GIVEN TASK:
Edit the data from the line that has "What is the bounding box of the railing post?" through the line that has "[616,510,636,541]", replacing "stone wall" with "brick wall". Leave everything else unchanged and give back only those lines.

DATA FOR THIS TASK:
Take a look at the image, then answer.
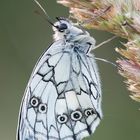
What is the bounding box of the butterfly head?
[53,18,88,40]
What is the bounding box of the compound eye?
[58,23,68,32]
[71,110,82,121]
[85,108,95,117]
[38,103,47,113]
[30,97,39,107]
[57,114,68,124]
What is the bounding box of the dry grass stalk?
[57,0,140,102]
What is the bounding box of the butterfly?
[17,18,102,140]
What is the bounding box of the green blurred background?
[0,0,140,140]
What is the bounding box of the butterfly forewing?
[18,19,102,140]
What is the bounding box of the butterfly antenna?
[91,35,118,51]
[34,0,56,27]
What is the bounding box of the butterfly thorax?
[53,19,95,53]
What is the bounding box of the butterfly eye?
[71,110,82,121]
[57,114,68,124]
[30,97,39,107]
[38,103,47,113]
[85,108,94,117]
[58,23,68,32]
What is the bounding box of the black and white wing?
[18,41,102,140]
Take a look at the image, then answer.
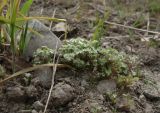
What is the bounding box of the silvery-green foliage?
[33,46,54,64]
[59,38,138,77]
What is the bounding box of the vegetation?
[0,0,65,54]
[0,0,65,71]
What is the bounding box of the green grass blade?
[20,0,33,15]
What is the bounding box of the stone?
[33,101,44,111]
[23,20,61,60]
[97,80,117,94]
[51,82,75,106]
[32,110,38,113]
[26,85,38,98]
[145,103,154,113]
[115,95,135,112]
[52,22,67,32]
[6,86,26,102]
[31,67,53,88]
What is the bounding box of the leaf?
[0,0,7,13]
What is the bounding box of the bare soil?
[0,0,160,113]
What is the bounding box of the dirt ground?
[0,0,160,113]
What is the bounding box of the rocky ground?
[0,0,160,113]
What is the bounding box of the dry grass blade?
[0,64,71,85]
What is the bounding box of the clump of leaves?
[60,38,98,69]
[33,46,54,64]
[59,38,138,77]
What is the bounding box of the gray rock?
[145,103,154,113]
[31,67,53,88]
[51,83,75,106]
[24,20,61,60]
[6,86,26,102]
[33,101,44,111]
[32,110,38,113]
[97,80,116,94]
[115,95,136,112]
[26,85,38,98]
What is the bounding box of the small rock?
[24,20,61,60]
[32,110,38,113]
[26,85,38,98]
[6,86,26,102]
[115,95,135,112]
[84,100,103,113]
[97,80,116,94]
[52,22,67,32]
[33,101,44,111]
[0,65,6,78]
[55,0,76,8]
[81,80,89,87]
[31,67,53,88]
[51,83,75,106]
[145,103,153,113]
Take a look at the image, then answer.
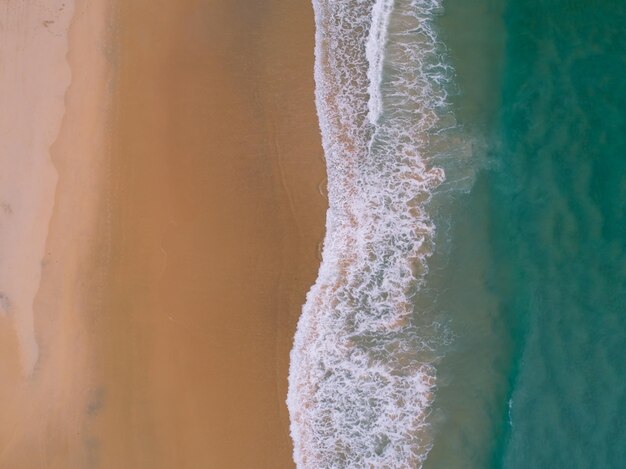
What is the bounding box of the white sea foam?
[365,0,394,124]
[287,0,450,469]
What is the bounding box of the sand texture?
[0,0,325,468]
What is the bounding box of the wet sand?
[0,0,325,468]
[94,0,324,468]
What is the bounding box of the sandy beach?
[0,0,325,468]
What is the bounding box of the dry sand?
[0,0,325,469]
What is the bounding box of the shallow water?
[289,0,626,468]
[425,0,626,468]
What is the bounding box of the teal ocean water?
[288,0,626,462]
[425,0,626,468]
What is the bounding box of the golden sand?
[0,0,325,468]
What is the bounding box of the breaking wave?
[287,0,451,469]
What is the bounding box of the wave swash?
[287,0,451,469]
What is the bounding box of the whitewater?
[287,0,452,468]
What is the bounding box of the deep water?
[425,0,626,468]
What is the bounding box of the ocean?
[288,0,626,468]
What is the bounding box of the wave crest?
[287,0,451,468]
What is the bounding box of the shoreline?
[94,1,325,468]
[0,0,326,468]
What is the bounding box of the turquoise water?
[425,0,626,468]
[287,0,626,462]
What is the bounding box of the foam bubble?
[287,0,451,468]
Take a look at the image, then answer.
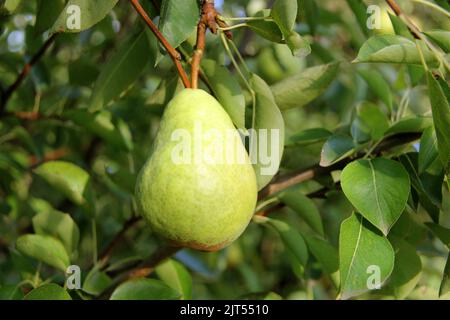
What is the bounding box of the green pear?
[136,89,257,251]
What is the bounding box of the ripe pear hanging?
[136,89,257,251]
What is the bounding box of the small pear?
[136,89,257,251]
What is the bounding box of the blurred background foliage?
[0,0,450,299]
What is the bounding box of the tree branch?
[98,245,181,299]
[258,133,420,200]
[99,216,142,266]
[191,0,217,89]
[191,18,206,89]
[0,33,58,115]
[95,133,420,299]
[130,0,191,88]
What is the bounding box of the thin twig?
[0,33,59,114]
[130,0,191,88]
[99,216,142,266]
[191,19,206,89]
[258,133,420,200]
[386,0,450,71]
[98,133,420,299]
[98,245,181,299]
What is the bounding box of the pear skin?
[136,89,257,251]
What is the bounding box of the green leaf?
[16,234,70,272]
[159,0,200,48]
[439,253,450,297]
[419,127,438,173]
[247,9,283,43]
[89,29,156,112]
[347,0,370,36]
[272,62,339,110]
[399,152,443,222]
[146,74,184,108]
[288,128,333,145]
[111,278,180,300]
[285,31,311,58]
[339,214,394,299]
[34,161,92,205]
[387,237,422,300]
[202,59,245,128]
[50,0,118,33]
[358,69,392,110]
[24,283,72,300]
[386,116,433,135]
[32,210,80,254]
[351,102,389,143]
[272,0,298,35]
[279,190,324,236]
[354,35,439,66]
[341,158,411,235]
[0,285,23,300]
[249,74,284,190]
[64,109,133,151]
[155,259,192,300]
[389,210,428,246]
[424,30,450,53]
[34,0,66,33]
[303,235,339,275]
[320,133,355,167]
[82,268,113,295]
[427,72,450,167]
[297,0,320,34]
[253,216,308,266]
[425,222,450,249]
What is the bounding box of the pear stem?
[191,0,221,89]
[130,0,191,88]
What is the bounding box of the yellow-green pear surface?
[136,89,257,251]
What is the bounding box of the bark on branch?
[130,0,191,88]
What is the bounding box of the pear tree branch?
[0,33,58,115]
[98,133,420,299]
[386,0,450,71]
[130,0,191,88]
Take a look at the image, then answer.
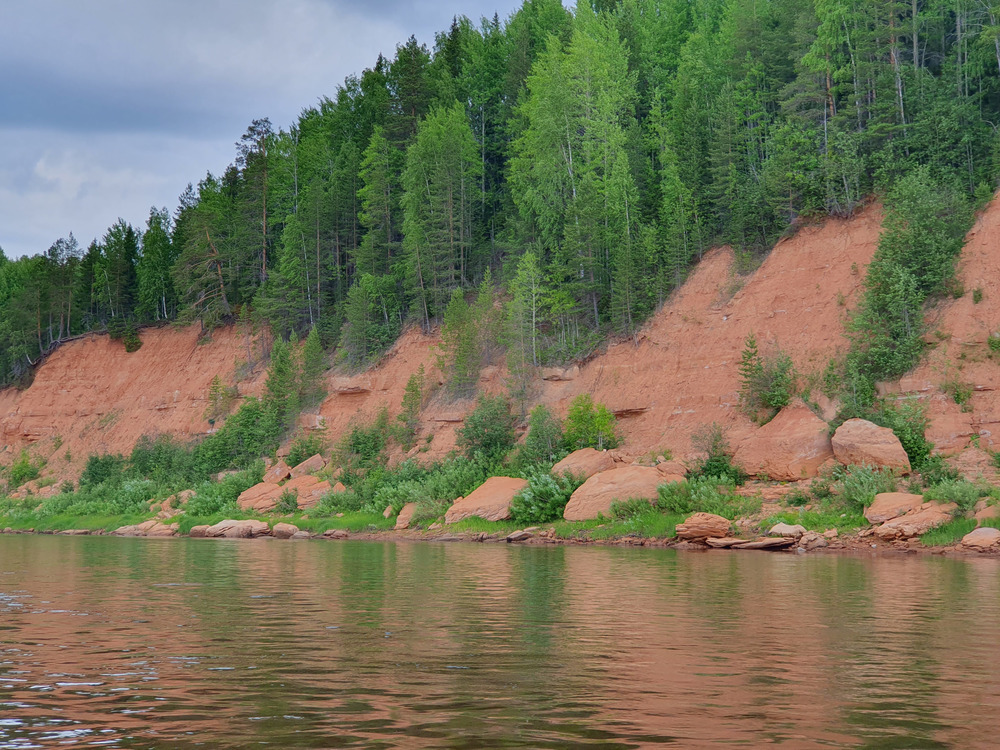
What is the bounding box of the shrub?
[691,422,747,484]
[510,472,584,526]
[518,404,566,465]
[10,449,45,487]
[565,393,620,450]
[285,432,326,466]
[834,465,896,509]
[80,453,126,488]
[457,396,514,463]
[924,479,986,511]
[739,333,795,422]
[656,477,760,520]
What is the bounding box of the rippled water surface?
[0,536,1000,748]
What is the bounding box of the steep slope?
[0,201,884,478]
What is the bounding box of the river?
[0,536,1000,748]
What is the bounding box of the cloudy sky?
[0,0,532,257]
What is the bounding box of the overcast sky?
[0,0,532,257]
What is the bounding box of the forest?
[0,0,1000,393]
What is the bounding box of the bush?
[457,396,514,463]
[833,465,896,509]
[691,422,747,484]
[924,479,986,511]
[10,449,45,487]
[510,472,584,526]
[565,393,621,451]
[518,404,566,466]
[656,477,760,520]
[285,432,326,466]
[739,333,795,423]
[80,453,126,489]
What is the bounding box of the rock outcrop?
[962,526,1000,550]
[865,492,924,523]
[395,503,417,531]
[563,465,665,521]
[733,399,834,482]
[444,477,528,523]
[875,503,958,541]
[832,419,910,474]
[552,448,615,479]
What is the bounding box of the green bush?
[456,396,515,463]
[564,393,621,451]
[285,432,326,466]
[924,479,987,511]
[518,404,566,466]
[739,333,795,422]
[510,472,583,526]
[833,465,896,509]
[656,476,760,520]
[80,453,127,489]
[691,422,747,484]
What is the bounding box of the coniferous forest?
[0,0,1000,390]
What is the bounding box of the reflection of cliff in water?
[0,537,1000,747]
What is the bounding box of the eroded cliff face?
[0,197,1000,478]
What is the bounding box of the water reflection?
[0,536,1000,748]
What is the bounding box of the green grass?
[443,516,524,535]
[553,509,687,541]
[920,518,976,547]
[760,507,868,534]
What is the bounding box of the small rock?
[962,526,1000,549]
[271,523,299,539]
[676,513,729,540]
[768,523,806,539]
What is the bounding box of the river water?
[0,536,1000,748]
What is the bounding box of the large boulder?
[563,465,665,521]
[236,482,284,513]
[205,519,271,539]
[865,492,924,523]
[875,503,958,541]
[676,513,729,540]
[263,461,292,484]
[290,453,326,479]
[444,477,528,523]
[271,523,299,539]
[396,503,417,531]
[831,419,910,474]
[733,399,833,482]
[552,448,615,479]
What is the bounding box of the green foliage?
[80,453,126,488]
[564,393,620,450]
[510,471,583,526]
[739,333,795,423]
[691,422,747,484]
[285,432,326,466]
[924,479,987,512]
[203,375,239,424]
[657,476,760,520]
[518,404,566,465]
[920,518,976,547]
[456,396,515,463]
[833,465,896,510]
[8,449,45,487]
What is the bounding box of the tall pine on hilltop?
[0,0,1000,387]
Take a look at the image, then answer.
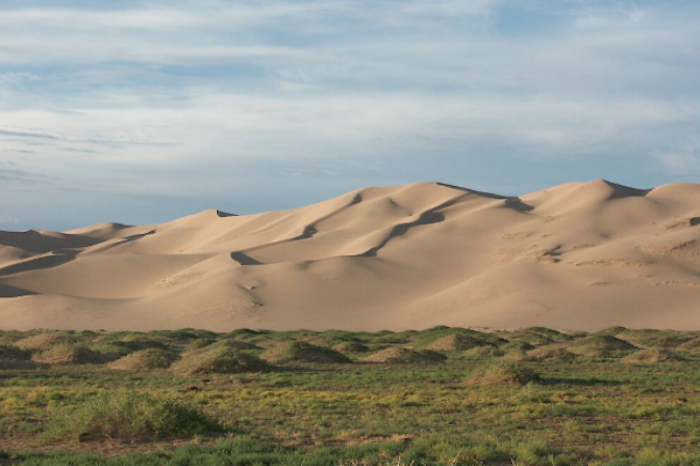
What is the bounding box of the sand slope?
[0,180,700,331]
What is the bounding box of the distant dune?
[0,180,700,331]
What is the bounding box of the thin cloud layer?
[0,0,700,229]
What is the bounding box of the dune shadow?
[0,249,77,276]
[230,251,264,266]
[540,377,624,387]
[0,283,37,298]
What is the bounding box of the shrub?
[43,389,220,442]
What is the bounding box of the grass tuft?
[42,389,220,443]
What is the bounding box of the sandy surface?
[0,180,700,331]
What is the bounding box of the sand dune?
[0,180,700,331]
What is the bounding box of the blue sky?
[0,0,700,230]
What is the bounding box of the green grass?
[0,327,700,466]
[41,388,220,443]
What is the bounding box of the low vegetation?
[0,327,700,466]
[42,389,218,442]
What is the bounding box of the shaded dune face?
[0,180,700,331]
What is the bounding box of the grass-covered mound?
[527,344,576,361]
[109,348,177,371]
[426,333,489,351]
[43,390,220,442]
[14,332,75,351]
[622,348,684,364]
[498,341,535,353]
[567,334,638,358]
[262,341,351,364]
[676,337,700,353]
[364,347,447,364]
[171,341,271,374]
[615,329,688,349]
[462,346,505,358]
[32,343,100,365]
[0,345,36,369]
[333,341,370,354]
[466,362,540,386]
[502,329,556,346]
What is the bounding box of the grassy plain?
[0,327,700,466]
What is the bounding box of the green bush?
[42,389,220,443]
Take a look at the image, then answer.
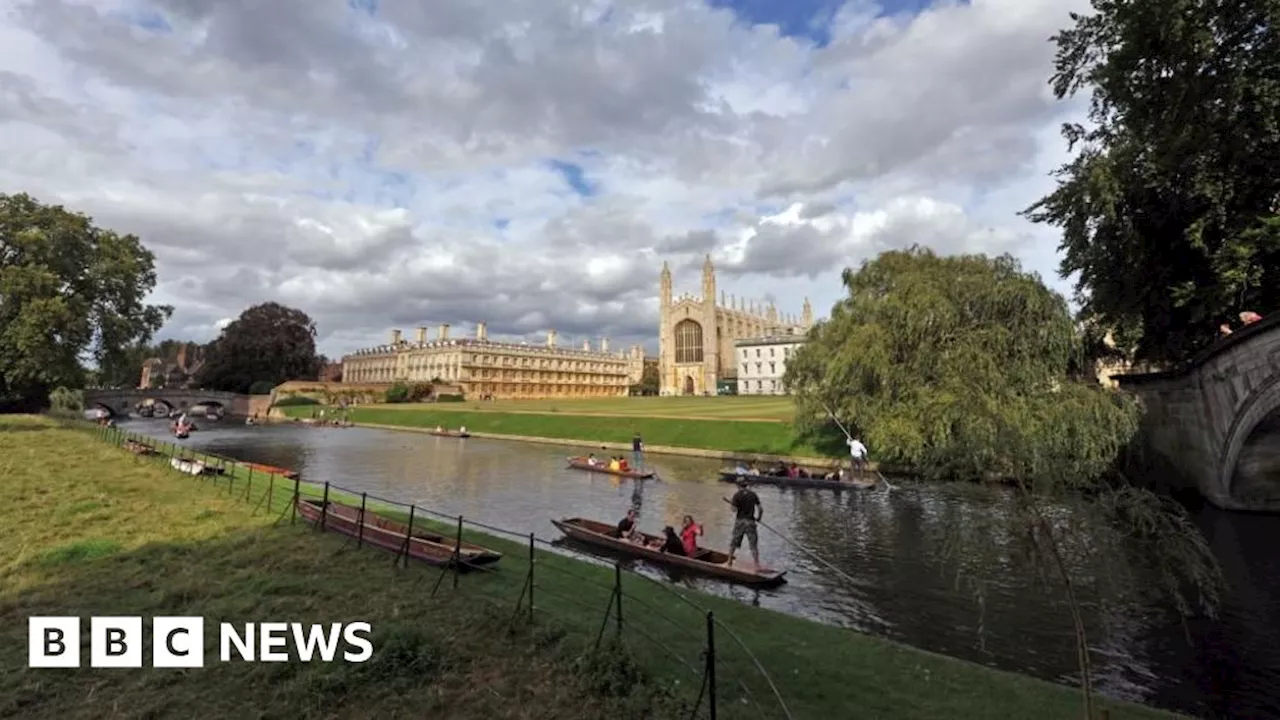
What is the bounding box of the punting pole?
[721,497,855,583]
[822,404,897,491]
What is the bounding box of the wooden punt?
[552,518,787,588]
[124,439,156,455]
[298,497,502,568]
[568,457,653,480]
[426,430,471,438]
[721,470,876,489]
[236,460,298,480]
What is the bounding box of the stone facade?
[342,323,644,398]
[1112,315,1280,511]
[658,255,813,395]
[736,333,805,395]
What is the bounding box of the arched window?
[676,320,703,363]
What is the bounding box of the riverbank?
[273,404,880,474]
[0,415,1169,719]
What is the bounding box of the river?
[120,412,1280,717]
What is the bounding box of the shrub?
[275,395,320,407]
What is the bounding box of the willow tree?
[785,249,1219,705]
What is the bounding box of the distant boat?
[568,457,653,480]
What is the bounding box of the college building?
[342,323,644,398]
[658,255,813,395]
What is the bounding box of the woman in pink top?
[680,515,703,557]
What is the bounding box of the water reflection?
[125,421,1280,717]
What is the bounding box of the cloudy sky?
[0,0,1088,356]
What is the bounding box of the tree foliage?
[1028,0,1280,363]
[0,195,173,401]
[785,249,1138,483]
[198,302,320,393]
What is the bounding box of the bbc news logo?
[27,616,374,667]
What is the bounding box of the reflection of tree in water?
[792,486,1177,691]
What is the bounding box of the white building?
[735,333,805,395]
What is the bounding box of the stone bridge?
[1112,313,1280,511]
[84,389,251,415]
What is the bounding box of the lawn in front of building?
[366,395,795,421]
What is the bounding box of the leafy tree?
[0,195,173,402]
[783,249,1220,716]
[1027,0,1280,363]
[198,302,320,393]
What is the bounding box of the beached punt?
[297,497,502,568]
[169,457,216,475]
[568,457,653,480]
[721,470,876,489]
[124,439,156,455]
[236,460,298,480]
[552,518,787,588]
[426,430,471,438]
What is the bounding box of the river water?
[122,412,1280,717]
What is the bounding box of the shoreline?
[14,412,1184,720]
[277,410,901,478]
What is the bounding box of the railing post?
[396,505,417,566]
[356,492,369,547]
[453,515,462,589]
[707,610,716,720]
[320,480,329,532]
[613,562,622,639]
[529,533,535,623]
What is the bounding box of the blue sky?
[0,0,1088,356]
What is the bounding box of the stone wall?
[1114,315,1280,510]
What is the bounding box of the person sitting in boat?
[680,515,703,557]
[658,525,686,557]
[616,510,636,541]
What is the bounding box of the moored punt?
[298,497,502,568]
[552,518,787,588]
[426,430,471,438]
[169,457,212,475]
[568,457,653,480]
[124,439,156,455]
[236,461,298,480]
[721,470,876,489]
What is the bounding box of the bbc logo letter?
[27,616,79,667]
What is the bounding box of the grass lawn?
[280,402,831,457]
[366,395,795,423]
[0,416,1170,720]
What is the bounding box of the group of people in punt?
[586,452,631,473]
[614,510,703,557]
[613,480,764,571]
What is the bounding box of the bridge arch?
[1217,369,1280,500]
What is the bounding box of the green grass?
[0,420,1187,720]
[282,405,828,457]
[366,396,795,421]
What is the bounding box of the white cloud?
[0,0,1087,355]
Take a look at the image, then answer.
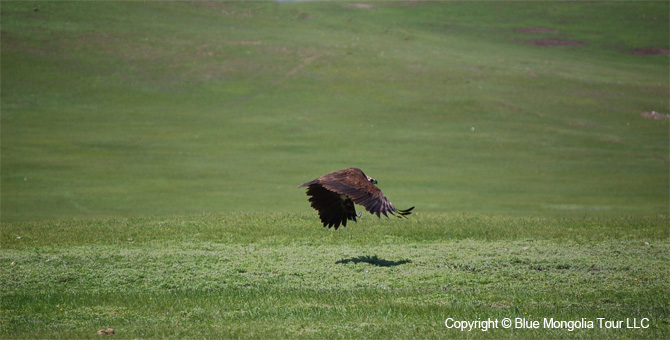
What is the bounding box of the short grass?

OUTPUT:
What is the bounding box of the railing post?
[396,505,417,566]
[356,492,369,547]
[453,515,462,589]
[707,610,716,720]
[320,480,329,532]
[613,562,622,639]
[529,533,535,623]
What is the bounding box of the blue sky?
[0,0,1088,356]
What is the bounding box of the brick wall?
[1114,315,1280,510]
What is the bounding box of the person sitting in boat?
[680,515,703,557]
[658,525,686,557]
[616,510,636,541]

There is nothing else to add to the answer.